* [What is required] Copy the data verbatim, beginning with the line that contains "--target steep slope" and continuing through the line that contains "Give the mask of every instance of the steep", including both of those lines.

* [Supplied data]
--------------------------------

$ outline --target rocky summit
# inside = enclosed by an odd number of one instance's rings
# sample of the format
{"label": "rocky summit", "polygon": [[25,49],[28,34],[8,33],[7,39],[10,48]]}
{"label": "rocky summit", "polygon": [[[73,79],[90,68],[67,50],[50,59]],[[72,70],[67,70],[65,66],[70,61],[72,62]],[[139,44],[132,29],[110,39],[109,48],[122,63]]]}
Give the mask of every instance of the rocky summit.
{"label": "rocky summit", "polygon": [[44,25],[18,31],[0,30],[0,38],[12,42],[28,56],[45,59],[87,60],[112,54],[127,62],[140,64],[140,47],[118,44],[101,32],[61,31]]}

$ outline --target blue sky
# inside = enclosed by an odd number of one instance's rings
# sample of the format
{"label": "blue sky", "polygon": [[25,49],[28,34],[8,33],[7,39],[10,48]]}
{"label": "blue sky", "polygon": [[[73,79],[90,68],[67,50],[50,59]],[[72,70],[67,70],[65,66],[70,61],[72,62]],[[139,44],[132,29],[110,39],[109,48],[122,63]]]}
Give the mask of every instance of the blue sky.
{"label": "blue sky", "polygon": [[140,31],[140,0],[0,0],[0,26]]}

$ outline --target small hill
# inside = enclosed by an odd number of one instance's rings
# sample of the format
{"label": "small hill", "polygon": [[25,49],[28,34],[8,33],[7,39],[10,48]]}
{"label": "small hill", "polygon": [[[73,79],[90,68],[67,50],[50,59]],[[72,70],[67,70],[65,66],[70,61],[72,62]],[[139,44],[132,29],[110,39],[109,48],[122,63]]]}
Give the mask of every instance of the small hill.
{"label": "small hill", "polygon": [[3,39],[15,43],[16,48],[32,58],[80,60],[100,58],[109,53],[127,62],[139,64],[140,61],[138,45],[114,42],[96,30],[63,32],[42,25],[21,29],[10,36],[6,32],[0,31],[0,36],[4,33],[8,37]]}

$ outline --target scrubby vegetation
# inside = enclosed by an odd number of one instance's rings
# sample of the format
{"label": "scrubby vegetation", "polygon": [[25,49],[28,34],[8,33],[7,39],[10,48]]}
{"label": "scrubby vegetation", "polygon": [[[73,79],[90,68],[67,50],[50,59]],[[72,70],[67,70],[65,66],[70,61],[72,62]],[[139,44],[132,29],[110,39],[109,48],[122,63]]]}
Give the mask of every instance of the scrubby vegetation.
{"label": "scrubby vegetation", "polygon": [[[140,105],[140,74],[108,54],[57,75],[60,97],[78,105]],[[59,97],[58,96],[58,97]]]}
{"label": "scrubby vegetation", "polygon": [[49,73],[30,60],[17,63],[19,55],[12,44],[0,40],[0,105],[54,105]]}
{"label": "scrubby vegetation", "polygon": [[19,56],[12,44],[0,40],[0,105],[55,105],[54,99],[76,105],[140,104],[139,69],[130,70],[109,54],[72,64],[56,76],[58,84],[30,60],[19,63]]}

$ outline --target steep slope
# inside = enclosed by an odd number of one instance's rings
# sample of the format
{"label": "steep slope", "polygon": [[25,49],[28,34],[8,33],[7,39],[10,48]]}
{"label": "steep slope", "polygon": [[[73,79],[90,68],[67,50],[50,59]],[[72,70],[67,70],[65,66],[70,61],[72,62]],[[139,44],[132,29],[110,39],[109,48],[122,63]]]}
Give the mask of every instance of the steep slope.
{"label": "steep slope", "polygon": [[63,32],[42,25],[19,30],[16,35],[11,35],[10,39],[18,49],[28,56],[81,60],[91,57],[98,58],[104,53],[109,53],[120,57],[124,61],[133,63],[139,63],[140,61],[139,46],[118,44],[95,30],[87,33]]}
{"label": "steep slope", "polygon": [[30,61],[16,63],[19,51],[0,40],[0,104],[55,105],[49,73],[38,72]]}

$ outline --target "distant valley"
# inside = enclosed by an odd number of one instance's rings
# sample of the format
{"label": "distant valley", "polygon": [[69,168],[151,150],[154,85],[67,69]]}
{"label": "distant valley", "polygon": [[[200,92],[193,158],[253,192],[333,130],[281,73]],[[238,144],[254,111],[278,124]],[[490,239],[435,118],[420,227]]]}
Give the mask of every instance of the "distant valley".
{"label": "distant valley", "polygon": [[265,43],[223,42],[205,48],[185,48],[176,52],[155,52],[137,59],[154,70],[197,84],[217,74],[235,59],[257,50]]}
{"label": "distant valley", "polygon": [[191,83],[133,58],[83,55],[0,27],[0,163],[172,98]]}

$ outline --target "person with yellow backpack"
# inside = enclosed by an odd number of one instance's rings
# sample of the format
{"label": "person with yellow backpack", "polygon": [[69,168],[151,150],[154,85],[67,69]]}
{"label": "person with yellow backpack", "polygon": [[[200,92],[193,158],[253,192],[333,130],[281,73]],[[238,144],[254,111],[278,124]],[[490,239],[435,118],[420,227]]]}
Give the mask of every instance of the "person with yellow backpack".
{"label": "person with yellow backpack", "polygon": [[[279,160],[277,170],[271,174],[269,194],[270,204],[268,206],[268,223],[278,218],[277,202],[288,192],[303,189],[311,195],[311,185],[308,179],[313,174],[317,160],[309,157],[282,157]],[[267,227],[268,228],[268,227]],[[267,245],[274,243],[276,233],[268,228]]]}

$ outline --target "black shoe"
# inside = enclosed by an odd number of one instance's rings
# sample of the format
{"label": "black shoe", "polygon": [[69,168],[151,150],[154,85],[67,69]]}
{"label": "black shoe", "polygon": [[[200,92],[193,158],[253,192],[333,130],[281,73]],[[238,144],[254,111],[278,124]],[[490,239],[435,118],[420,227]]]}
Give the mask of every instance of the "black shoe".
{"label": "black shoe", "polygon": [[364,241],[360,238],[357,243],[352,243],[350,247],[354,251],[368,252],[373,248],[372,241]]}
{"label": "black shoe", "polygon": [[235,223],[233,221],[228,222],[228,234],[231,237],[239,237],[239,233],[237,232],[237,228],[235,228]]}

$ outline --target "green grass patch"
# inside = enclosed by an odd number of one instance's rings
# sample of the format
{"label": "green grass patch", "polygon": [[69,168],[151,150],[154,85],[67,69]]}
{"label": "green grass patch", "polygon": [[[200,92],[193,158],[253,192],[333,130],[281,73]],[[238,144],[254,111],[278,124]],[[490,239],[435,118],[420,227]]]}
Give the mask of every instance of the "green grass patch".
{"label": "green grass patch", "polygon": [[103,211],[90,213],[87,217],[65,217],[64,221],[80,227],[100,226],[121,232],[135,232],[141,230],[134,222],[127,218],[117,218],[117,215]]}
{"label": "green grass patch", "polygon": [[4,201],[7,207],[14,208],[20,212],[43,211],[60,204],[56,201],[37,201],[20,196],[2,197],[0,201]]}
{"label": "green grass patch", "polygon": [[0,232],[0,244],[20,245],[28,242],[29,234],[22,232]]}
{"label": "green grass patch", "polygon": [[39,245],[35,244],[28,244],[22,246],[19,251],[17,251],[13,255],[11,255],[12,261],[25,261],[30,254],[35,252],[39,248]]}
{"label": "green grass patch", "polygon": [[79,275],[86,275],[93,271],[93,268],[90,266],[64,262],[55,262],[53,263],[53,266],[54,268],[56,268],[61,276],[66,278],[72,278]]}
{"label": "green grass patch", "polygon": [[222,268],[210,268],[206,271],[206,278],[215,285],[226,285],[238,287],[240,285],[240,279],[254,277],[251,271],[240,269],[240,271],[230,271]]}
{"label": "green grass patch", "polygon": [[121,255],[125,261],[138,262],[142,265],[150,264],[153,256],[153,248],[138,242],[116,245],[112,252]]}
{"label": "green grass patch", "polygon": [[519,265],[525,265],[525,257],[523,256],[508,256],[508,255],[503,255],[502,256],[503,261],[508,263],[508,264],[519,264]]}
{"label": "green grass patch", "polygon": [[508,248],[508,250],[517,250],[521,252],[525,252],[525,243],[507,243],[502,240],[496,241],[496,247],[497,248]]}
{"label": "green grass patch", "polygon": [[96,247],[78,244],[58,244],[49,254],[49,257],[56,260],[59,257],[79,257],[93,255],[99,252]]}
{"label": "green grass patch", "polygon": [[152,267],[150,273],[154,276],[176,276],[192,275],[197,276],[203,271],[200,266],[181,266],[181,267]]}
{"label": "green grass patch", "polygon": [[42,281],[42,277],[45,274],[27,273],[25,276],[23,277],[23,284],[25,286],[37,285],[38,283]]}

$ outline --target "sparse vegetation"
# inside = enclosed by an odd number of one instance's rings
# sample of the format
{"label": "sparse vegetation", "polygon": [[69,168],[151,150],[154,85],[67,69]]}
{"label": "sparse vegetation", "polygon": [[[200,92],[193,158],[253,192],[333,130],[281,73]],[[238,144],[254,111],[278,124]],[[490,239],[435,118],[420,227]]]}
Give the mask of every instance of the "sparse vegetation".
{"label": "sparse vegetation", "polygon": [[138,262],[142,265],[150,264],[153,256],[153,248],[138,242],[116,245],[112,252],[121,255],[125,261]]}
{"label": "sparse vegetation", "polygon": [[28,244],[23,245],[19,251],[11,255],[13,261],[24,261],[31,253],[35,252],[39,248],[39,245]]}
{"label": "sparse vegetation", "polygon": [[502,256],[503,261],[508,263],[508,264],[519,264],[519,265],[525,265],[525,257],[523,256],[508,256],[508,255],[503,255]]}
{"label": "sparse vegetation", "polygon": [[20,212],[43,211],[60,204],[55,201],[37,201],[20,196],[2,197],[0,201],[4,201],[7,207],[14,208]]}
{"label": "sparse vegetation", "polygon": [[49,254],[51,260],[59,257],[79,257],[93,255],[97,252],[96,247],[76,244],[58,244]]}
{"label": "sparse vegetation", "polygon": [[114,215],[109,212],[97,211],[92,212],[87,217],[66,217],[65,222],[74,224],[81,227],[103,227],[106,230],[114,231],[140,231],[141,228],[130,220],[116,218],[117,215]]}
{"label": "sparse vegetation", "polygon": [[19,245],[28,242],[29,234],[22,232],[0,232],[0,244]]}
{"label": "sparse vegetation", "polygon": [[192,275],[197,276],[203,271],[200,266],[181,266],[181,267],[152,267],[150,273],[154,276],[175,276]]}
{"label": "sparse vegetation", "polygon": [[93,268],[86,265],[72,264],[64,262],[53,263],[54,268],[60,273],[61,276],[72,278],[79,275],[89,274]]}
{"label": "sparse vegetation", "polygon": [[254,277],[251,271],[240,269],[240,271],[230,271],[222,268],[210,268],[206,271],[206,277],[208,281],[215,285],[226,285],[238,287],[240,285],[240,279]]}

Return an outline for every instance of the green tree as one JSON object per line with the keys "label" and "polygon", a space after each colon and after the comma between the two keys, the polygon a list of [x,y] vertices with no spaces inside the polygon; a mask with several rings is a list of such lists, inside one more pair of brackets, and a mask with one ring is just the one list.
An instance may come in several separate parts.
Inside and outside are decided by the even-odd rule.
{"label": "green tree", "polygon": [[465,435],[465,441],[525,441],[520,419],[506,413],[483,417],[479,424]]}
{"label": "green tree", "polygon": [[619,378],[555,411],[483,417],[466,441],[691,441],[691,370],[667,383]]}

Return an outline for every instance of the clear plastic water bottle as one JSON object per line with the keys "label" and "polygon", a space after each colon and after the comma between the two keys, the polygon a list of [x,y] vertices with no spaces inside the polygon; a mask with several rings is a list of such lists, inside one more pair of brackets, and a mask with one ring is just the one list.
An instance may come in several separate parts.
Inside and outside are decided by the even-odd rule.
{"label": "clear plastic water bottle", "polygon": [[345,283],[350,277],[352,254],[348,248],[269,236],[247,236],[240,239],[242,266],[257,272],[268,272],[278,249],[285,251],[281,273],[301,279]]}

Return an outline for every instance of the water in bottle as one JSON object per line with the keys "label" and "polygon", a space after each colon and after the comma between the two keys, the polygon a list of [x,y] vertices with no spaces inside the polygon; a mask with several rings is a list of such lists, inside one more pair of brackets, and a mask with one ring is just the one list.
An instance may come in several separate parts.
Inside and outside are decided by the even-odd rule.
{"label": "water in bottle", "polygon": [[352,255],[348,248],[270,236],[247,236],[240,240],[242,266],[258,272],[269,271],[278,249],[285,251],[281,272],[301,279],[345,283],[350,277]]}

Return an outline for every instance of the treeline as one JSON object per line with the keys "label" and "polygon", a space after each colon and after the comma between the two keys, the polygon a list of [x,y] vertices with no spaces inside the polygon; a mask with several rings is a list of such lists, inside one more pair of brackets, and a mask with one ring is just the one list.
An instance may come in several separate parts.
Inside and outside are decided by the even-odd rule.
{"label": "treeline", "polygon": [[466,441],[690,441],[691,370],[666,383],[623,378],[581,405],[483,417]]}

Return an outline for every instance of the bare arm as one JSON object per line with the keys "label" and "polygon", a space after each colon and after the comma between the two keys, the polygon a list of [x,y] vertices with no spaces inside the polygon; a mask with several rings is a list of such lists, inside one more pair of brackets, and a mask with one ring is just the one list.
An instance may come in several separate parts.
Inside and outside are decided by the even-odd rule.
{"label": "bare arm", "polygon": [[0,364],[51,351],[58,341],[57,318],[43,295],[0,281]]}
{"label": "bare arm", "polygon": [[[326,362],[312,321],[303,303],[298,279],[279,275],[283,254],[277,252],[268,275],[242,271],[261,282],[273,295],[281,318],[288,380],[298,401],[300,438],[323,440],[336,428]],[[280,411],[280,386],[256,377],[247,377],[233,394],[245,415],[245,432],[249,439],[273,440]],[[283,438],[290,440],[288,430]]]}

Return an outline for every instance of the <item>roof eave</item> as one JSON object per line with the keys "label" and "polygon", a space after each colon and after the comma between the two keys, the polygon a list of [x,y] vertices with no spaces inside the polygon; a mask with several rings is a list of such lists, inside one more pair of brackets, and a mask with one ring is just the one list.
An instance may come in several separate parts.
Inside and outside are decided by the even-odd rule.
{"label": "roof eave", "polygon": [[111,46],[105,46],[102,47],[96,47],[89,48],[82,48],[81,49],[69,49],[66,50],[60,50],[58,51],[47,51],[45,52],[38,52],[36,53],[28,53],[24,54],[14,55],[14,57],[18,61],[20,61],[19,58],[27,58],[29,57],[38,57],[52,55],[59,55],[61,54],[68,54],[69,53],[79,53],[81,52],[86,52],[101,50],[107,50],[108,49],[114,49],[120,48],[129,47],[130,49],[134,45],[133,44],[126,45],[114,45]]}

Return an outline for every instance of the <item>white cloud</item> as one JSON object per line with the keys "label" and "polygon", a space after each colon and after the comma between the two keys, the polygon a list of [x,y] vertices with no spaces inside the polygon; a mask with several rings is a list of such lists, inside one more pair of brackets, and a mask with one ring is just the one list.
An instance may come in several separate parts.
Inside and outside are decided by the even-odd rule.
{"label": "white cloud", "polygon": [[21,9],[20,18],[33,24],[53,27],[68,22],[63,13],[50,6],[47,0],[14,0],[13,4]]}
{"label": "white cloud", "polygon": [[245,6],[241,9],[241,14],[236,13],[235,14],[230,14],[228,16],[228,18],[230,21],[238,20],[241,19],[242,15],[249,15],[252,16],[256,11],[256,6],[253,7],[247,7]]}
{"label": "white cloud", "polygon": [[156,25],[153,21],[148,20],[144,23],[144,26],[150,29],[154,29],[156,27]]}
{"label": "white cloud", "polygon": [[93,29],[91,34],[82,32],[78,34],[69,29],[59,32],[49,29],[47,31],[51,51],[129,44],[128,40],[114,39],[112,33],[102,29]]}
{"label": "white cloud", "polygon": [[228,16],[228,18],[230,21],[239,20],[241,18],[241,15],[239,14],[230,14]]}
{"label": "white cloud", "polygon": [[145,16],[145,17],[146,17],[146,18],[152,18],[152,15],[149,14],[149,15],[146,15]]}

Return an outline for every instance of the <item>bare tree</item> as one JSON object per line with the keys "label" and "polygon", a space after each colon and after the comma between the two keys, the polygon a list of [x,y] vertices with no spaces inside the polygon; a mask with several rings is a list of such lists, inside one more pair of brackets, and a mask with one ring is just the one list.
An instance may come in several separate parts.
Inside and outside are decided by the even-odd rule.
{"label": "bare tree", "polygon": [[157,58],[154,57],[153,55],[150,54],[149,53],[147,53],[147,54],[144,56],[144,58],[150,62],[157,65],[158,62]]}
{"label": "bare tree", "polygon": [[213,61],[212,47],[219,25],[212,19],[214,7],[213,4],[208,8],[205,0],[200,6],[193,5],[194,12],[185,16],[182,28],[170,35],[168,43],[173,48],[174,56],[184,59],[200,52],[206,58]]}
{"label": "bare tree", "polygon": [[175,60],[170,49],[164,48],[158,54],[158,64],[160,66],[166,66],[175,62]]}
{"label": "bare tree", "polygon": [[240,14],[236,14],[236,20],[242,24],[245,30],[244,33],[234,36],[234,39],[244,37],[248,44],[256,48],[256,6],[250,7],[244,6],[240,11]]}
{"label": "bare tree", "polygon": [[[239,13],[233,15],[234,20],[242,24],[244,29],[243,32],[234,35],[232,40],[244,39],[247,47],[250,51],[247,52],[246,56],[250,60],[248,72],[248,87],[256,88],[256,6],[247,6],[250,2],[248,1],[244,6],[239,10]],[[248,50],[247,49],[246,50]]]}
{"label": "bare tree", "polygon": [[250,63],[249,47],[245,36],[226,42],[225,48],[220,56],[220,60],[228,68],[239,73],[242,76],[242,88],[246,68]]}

--------------------------------

* [Reply to the exercise]
$ outline --target steep slope
# inside = enclosed by an odd number of one instance's rings
# sample of the format
{"label": "steep slope", "polygon": [[25,49],[28,34],[8,33],[7,39],[10,48]]}
{"label": "steep slope", "polygon": [[[73,79],[90,68],[67,50],[50,59]],[[72,70],[67,70],[65,66],[70,61],[72,62]],[[139,44],[132,29],[110,39],[109,48],[122,63]]]}
Give the mask of every instance of the steep slope.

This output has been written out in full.